**** EXTRACTED MATERIAL ****

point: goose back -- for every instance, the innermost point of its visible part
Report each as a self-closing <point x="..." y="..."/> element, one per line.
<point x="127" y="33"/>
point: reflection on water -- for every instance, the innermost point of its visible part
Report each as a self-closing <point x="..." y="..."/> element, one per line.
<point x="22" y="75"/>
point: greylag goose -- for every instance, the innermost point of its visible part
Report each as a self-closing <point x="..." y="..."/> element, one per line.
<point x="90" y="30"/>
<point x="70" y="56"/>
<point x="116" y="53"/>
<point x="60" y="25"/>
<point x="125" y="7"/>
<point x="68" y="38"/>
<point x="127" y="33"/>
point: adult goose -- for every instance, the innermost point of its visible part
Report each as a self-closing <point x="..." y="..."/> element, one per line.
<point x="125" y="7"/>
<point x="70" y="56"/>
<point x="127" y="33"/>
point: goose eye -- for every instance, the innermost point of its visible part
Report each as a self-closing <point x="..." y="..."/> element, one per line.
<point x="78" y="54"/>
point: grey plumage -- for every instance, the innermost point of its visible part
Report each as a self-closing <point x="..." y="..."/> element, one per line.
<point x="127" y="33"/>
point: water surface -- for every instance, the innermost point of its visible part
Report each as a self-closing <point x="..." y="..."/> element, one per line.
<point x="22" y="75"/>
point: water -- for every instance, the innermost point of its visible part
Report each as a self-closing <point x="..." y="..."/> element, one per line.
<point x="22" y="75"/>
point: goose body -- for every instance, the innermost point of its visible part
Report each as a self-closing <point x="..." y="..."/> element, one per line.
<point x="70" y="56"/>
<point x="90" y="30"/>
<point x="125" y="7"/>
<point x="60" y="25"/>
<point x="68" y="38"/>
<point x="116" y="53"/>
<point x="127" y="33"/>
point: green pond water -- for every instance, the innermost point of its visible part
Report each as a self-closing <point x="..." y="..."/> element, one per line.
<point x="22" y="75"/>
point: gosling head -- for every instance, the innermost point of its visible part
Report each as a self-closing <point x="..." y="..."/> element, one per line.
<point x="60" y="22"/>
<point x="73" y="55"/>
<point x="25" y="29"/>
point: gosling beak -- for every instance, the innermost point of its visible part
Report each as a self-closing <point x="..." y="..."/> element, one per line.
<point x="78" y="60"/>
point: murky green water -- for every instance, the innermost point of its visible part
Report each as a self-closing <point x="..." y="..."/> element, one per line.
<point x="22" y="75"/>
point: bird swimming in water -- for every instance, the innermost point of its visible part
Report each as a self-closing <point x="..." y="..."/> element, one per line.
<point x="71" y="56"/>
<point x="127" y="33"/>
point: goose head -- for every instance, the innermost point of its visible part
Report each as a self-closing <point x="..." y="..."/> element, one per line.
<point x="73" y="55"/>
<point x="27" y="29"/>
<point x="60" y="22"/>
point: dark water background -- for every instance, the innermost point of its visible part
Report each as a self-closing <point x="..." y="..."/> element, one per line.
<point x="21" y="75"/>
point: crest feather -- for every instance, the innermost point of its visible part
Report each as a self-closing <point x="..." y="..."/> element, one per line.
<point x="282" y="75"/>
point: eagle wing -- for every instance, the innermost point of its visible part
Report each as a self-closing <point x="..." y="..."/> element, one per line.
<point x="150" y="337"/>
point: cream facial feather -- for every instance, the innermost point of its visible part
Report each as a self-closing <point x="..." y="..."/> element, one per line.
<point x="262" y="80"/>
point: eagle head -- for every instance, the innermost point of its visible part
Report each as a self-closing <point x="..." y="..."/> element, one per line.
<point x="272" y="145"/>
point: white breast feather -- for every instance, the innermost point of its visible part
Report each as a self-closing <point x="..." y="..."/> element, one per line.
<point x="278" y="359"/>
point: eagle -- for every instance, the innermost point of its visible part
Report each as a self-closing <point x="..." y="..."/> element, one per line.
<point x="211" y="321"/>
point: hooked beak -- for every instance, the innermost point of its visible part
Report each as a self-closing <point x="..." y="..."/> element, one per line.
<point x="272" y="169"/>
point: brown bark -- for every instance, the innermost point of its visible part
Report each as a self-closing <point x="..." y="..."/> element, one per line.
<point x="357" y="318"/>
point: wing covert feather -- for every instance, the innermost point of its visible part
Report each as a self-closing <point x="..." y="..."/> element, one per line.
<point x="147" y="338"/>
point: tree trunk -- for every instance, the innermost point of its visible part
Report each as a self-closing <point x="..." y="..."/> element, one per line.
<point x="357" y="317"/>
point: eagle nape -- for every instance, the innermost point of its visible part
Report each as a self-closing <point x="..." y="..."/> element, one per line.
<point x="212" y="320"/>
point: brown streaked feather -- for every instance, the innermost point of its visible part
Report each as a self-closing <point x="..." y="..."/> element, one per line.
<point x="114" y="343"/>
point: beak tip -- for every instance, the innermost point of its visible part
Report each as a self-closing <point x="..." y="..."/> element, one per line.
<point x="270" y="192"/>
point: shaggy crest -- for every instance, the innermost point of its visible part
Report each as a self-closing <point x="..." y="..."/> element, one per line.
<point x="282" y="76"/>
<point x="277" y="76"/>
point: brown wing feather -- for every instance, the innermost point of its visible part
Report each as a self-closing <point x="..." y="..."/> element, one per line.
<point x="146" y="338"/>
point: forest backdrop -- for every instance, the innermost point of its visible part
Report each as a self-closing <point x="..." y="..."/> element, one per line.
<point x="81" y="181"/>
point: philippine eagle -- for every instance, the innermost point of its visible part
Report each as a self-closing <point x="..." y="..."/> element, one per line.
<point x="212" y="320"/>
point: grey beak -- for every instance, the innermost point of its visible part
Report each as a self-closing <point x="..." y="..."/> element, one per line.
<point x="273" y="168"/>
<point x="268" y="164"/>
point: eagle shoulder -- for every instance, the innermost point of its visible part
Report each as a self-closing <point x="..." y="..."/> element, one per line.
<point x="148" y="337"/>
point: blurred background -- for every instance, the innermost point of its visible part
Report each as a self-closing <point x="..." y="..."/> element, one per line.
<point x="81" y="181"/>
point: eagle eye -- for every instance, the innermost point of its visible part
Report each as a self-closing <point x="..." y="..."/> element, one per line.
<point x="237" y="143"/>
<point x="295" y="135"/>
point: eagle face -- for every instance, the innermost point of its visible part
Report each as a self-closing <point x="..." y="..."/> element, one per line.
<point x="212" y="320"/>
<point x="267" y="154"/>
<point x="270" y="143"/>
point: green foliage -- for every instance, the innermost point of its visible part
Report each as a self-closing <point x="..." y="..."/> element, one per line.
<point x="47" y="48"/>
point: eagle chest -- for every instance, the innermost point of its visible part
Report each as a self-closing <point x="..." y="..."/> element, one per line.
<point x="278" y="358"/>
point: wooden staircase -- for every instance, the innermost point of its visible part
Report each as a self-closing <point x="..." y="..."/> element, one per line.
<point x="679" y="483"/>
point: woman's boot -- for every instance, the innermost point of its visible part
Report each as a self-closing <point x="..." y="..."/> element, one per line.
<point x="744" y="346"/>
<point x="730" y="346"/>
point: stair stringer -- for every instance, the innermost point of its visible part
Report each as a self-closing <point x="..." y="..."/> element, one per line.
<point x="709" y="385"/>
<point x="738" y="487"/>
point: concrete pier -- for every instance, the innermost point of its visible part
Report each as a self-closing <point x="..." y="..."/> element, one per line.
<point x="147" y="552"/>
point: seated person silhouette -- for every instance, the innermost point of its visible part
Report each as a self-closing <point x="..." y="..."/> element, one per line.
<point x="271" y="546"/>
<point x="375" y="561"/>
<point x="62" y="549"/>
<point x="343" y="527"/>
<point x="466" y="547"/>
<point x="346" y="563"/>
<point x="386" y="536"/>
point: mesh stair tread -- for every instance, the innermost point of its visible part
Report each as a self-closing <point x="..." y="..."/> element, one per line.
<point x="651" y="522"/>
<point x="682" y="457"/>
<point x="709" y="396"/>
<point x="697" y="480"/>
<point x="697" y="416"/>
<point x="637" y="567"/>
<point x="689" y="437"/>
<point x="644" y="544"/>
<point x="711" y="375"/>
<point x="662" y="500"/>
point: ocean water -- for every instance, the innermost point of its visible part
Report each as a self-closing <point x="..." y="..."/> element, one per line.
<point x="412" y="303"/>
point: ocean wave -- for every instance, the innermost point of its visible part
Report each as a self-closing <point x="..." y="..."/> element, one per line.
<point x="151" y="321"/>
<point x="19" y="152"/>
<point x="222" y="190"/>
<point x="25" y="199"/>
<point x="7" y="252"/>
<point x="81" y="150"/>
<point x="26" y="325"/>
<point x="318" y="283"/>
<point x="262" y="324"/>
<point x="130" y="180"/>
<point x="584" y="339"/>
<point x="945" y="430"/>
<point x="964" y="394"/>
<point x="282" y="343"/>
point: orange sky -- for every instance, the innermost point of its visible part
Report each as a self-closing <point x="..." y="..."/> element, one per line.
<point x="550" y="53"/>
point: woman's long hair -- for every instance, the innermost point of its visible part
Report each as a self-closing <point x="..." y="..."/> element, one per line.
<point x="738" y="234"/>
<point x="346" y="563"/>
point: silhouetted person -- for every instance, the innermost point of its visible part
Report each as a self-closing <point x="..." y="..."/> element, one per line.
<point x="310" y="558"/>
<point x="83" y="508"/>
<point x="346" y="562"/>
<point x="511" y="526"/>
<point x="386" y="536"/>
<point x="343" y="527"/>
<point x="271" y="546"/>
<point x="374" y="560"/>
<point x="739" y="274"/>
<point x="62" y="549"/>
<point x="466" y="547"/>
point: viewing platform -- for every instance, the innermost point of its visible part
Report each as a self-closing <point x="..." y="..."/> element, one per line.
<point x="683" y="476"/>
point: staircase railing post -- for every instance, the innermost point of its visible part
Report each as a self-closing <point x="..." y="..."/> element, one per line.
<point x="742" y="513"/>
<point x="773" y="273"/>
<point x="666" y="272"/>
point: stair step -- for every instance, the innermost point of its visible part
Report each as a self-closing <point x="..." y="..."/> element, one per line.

****

PROBLEM STATEMENT -
Repeat the line containing "point: orange sky" and all subsequent lines through the final line of the data, exactly and with no others.

ANSWER TO THIS TASK -
point: orange sky -- for every instance, the innermost point of its visible part
Report each as a self-closing <point x="..." y="..."/> element, one per line.
<point x="550" y="53"/>
point: woman's long hair -- for every instance, the innermost point of its visible part
Report each as a self-closing <point x="..." y="..."/> element, one per line.
<point x="738" y="234"/>
<point x="346" y="563"/>
point: silhouetted person -- for every instance, the innermost point of its visible part
Report each as a self-closing <point x="..." y="..."/> element, one per line.
<point x="310" y="558"/>
<point x="83" y="508"/>
<point x="346" y="562"/>
<point x="511" y="526"/>
<point x="386" y="536"/>
<point x="343" y="527"/>
<point x="271" y="546"/>
<point x="374" y="560"/>
<point x="739" y="274"/>
<point x="62" y="549"/>
<point x="466" y="547"/>
point: viewing platform -- for every instance, the innermost point of its visible part
Report each as a self-closing <point x="..." y="..."/> element, one per line.
<point x="683" y="476"/>
point: staircase railing post -- for every instance, the innermost point of its visible part
Report each as a self-closing <point x="..." y="..."/> element, one per line.
<point x="742" y="513"/>
<point x="773" y="273"/>
<point x="666" y="272"/>
point: stair step -- for every instance, the innermost point of its visible part
Report each as a self-closing <point x="..." y="..."/> element, one per line.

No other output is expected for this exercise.